### To do:
Of all the lines in the material, count those containing the string "tower" and write only the resulting number.

### Data section:

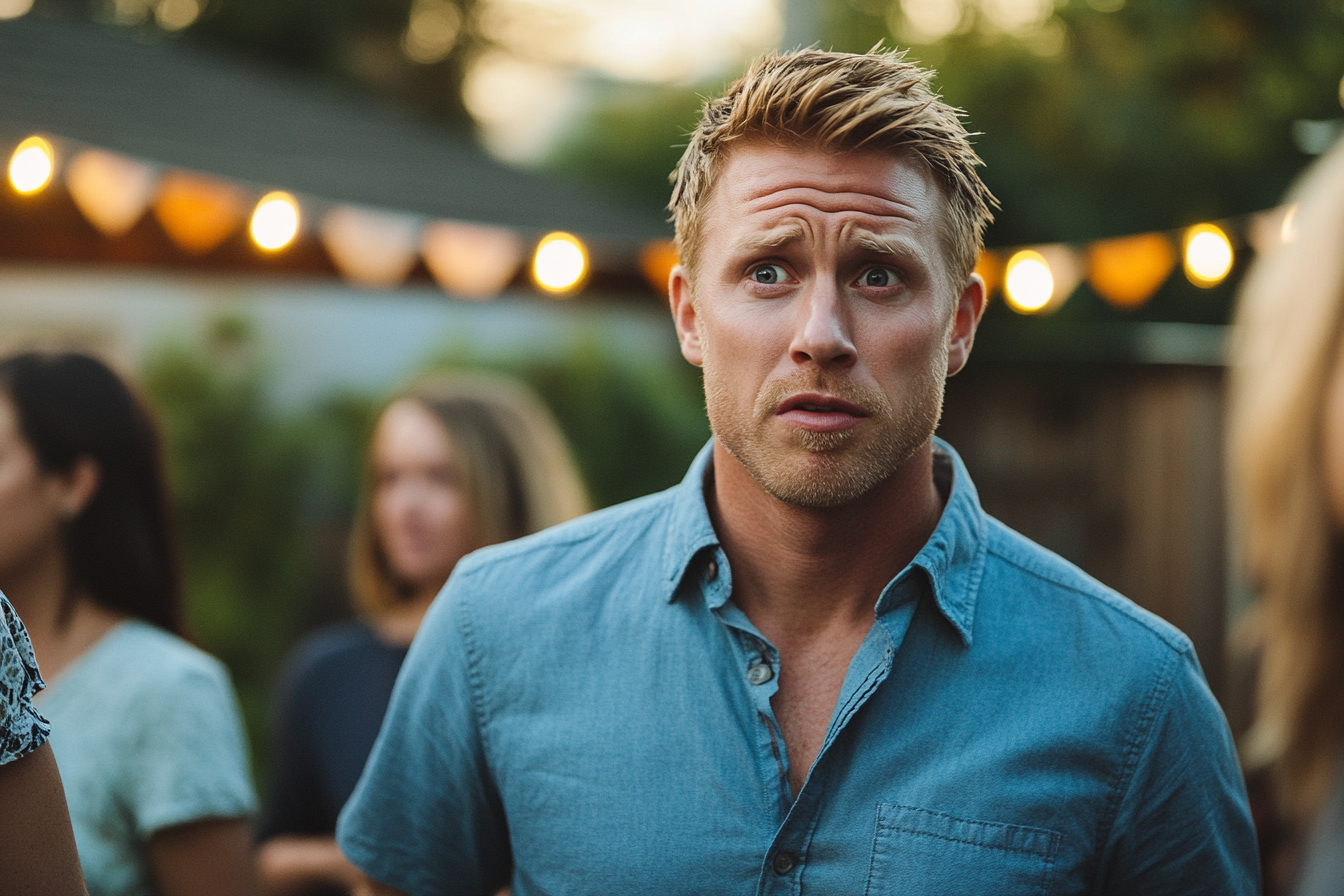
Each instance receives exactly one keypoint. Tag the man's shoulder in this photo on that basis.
(1070, 602)
(626, 536)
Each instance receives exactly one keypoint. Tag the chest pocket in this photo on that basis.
(919, 852)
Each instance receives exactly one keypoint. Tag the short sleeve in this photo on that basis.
(426, 816)
(22, 727)
(1183, 824)
(188, 758)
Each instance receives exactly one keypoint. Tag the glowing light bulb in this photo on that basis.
(276, 220)
(1028, 285)
(1208, 255)
(31, 165)
(559, 262)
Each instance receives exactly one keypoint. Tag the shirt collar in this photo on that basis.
(952, 560)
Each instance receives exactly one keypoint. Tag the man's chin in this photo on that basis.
(819, 481)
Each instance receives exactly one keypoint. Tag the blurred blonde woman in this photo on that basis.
(1286, 462)
(456, 464)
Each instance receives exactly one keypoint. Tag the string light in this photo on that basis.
(276, 220)
(110, 191)
(471, 261)
(32, 164)
(198, 212)
(1208, 255)
(1128, 270)
(559, 262)
(657, 258)
(371, 247)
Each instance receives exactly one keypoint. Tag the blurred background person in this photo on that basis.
(145, 727)
(454, 464)
(36, 845)
(1286, 462)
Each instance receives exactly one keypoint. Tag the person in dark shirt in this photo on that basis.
(454, 465)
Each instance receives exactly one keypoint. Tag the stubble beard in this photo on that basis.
(820, 470)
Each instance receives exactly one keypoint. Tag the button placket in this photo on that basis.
(760, 673)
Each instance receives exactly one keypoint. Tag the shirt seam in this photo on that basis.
(473, 679)
(1137, 744)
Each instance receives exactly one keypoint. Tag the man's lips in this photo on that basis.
(820, 413)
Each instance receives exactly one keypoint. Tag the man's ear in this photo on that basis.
(684, 316)
(965, 319)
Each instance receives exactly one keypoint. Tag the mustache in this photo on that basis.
(870, 399)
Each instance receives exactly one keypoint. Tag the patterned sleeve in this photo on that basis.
(22, 727)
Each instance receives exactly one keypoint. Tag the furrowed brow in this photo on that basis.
(773, 238)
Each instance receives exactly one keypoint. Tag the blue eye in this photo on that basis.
(878, 277)
(769, 274)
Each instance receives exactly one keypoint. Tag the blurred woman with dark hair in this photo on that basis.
(454, 465)
(36, 846)
(145, 727)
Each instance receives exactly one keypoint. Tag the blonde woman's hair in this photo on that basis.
(1286, 347)
(837, 101)
(511, 460)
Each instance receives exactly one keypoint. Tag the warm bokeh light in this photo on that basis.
(1208, 255)
(371, 247)
(175, 15)
(1288, 230)
(657, 258)
(31, 165)
(1128, 270)
(430, 31)
(1028, 284)
(471, 261)
(198, 212)
(14, 8)
(559, 262)
(274, 222)
(991, 269)
(929, 20)
(110, 191)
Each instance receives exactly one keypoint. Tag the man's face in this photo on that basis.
(825, 317)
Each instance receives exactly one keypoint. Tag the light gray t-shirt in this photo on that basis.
(147, 734)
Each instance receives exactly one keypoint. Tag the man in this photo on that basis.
(815, 666)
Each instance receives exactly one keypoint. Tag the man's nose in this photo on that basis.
(823, 332)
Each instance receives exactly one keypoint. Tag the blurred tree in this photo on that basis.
(265, 496)
(1114, 116)
(237, 473)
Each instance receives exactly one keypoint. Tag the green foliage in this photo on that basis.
(265, 496)
(632, 140)
(245, 478)
(633, 427)
(1149, 117)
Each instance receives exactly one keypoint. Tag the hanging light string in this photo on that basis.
(378, 249)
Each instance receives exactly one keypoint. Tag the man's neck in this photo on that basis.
(801, 571)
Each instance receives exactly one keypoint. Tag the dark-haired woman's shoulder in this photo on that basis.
(22, 728)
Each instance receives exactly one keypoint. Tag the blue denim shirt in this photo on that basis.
(586, 711)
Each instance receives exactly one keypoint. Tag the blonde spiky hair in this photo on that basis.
(837, 101)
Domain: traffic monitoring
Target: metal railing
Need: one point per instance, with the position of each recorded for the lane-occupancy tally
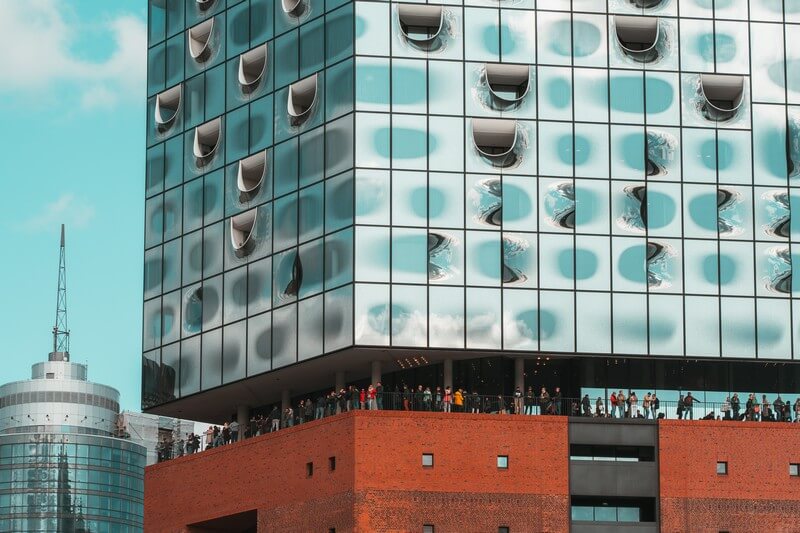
(333, 405)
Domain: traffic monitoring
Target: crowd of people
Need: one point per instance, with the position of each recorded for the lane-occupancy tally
(459, 400)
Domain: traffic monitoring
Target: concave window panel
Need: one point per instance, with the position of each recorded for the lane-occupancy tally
(200, 40)
(421, 24)
(250, 175)
(638, 36)
(495, 139)
(206, 141)
(205, 5)
(168, 105)
(301, 99)
(242, 228)
(723, 95)
(646, 4)
(252, 67)
(507, 83)
(294, 8)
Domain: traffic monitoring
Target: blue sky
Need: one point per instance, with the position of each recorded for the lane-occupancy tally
(72, 125)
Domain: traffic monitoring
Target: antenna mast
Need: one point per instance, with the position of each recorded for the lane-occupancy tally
(60, 331)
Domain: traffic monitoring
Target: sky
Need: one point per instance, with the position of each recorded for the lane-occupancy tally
(72, 147)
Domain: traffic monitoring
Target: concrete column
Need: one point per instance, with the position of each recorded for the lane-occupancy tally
(448, 373)
(243, 418)
(519, 373)
(376, 373)
(285, 399)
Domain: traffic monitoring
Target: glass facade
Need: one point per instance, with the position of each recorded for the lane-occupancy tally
(52, 482)
(61, 466)
(596, 178)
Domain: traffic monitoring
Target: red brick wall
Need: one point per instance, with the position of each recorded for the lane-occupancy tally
(267, 473)
(464, 491)
(757, 494)
(379, 483)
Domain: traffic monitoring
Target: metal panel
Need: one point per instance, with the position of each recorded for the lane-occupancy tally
(613, 478)
(613, 432)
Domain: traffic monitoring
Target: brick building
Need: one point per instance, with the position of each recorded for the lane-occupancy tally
(393, 471)
(591, 195)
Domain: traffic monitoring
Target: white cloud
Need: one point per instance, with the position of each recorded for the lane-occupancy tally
(38, 38)
(66, 209)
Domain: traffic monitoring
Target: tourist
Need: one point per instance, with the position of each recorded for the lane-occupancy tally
(529, 401)
(778, 406)
(614, 402)
(517, 401)
(726, 408)
(586, 403)
(557, 401)
(458, 401)
(448, 399)
(544, 401)
(379, 395)
(736, 406)
(688, 404)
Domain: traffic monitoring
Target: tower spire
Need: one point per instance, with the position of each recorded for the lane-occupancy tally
(60, 331)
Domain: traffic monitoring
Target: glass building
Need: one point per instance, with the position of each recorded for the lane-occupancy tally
(61, 469)
(582, 184)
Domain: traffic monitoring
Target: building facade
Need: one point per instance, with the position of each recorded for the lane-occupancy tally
(585, 194)
(61, 468)
(452, 473)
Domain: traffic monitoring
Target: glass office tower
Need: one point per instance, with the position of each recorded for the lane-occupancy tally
(61, 468)
(551, 178)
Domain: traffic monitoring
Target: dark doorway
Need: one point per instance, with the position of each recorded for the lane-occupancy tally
(246, 522)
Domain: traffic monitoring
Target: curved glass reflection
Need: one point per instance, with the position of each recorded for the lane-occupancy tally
(730, 212)
(661, 149)
(777, 206)
(559, 204)
(487, 201)
(660, 265)
(516, 259)
(793, 142)
(779, 270)
(441, 251)
(634, 210)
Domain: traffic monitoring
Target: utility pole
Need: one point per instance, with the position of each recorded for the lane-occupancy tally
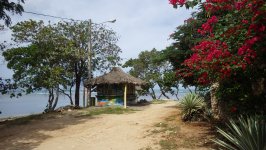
(89, 63)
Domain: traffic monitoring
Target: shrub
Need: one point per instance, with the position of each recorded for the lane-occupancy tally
(245, 133)
(192, 106)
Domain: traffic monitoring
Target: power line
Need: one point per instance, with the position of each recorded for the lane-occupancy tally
(46, 15)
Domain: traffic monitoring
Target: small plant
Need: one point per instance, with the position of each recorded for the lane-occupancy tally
(192, 106)
(245, 133)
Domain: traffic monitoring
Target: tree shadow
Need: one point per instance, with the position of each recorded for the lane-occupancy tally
(29, 132)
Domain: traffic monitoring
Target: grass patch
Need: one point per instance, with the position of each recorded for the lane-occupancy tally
(161, 124)
(167, 144)
(23, 120)
(157, 101)
(104, 110)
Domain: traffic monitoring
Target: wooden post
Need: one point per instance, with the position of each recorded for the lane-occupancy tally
(125, 96)
(84, 89)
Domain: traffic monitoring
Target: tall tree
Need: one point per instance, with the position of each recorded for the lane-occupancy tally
(105, 52)
(55, 56)
(231, 52)
(149, 67)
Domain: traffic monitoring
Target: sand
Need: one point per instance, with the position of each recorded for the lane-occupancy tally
(103, 132)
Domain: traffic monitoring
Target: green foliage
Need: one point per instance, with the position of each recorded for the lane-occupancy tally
(105, 110)
(245, 133)
(12, 7)
(54, 57)
(191, 106)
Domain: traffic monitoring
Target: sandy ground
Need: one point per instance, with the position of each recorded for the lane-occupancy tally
(104, 132)
(130, 131)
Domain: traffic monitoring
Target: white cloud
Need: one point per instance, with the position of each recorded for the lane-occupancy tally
(141, 24)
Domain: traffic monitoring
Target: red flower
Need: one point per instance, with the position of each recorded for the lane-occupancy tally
(173, 2)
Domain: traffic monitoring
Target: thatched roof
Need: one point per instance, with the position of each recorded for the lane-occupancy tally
(117, 76)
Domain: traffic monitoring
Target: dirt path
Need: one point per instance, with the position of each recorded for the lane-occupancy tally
(104, 132)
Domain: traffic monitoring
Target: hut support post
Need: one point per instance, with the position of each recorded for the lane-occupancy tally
(125, 96)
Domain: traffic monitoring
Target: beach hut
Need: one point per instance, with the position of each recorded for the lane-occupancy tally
(116, 88)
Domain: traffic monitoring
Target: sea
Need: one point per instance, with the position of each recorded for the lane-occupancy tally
(35, 103)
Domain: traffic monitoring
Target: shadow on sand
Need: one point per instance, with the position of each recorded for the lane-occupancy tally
(29, 132)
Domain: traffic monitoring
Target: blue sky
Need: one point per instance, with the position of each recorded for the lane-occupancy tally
(141, 24)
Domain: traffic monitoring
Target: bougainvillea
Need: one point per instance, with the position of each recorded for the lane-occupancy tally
(231, 44)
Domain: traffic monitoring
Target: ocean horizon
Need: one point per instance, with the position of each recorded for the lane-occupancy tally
(35, 103)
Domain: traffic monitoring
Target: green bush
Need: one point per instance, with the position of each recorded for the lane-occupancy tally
(192, 106)
(245, 133)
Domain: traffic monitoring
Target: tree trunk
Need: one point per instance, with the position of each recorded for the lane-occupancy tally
(56, 98)
(218, 106)
(152, 94)
(78, 80)
(163, 93)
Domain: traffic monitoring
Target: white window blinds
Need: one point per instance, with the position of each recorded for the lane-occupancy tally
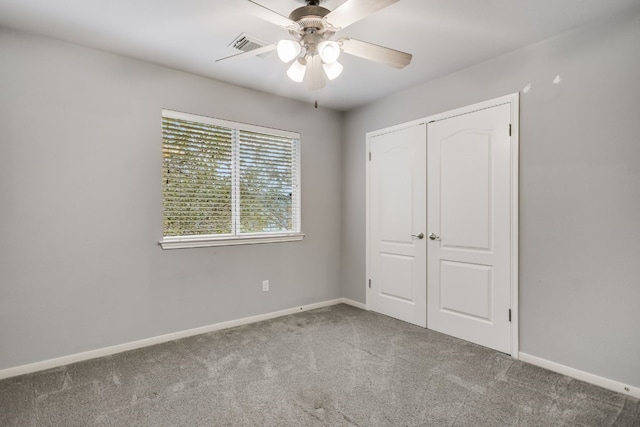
(228, 180)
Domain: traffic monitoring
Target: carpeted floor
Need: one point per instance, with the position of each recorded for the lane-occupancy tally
(337, 366)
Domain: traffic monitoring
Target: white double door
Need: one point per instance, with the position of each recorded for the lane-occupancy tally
(452, 181)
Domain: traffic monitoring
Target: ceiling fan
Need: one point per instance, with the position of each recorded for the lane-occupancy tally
(313, 54)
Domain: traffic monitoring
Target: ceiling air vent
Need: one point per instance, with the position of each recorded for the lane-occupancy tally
(247, 43)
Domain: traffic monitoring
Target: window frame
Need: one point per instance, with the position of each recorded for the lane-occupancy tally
(208, 240)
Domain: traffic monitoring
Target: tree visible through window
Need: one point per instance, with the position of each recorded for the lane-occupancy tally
(228, 180)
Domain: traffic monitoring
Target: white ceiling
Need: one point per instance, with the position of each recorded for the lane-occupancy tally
(443, 36)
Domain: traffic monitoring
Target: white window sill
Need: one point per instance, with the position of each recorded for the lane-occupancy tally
(203, 242)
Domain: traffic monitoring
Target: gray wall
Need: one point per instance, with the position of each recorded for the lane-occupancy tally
(579, 189)
(81, 205)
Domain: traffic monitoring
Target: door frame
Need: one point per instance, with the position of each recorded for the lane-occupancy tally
(514, 102)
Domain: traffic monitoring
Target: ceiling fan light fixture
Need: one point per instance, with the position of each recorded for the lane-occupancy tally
(288, 50)
(329, 51)
(297, 70)
(333, 70)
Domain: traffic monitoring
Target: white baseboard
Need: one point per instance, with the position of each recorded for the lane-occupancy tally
(108, 351)
(581, 375)
(354, 303)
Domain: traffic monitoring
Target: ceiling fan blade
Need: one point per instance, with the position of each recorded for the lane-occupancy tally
(375, 53)
(249, 54)
(354, 10)
(268, 15)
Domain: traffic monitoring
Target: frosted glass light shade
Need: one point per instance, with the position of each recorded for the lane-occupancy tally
(333, 70)
(288, 49)
(329, 51)
(297, 70)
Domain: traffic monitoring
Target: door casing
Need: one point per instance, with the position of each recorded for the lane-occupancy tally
(513, 101)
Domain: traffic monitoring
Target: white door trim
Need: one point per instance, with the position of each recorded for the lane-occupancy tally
(514, 101)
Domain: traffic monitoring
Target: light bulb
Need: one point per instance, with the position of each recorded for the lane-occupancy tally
(288, 49)
(333, 70)
(297, 70)
(329, 51)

### Exercise response:
2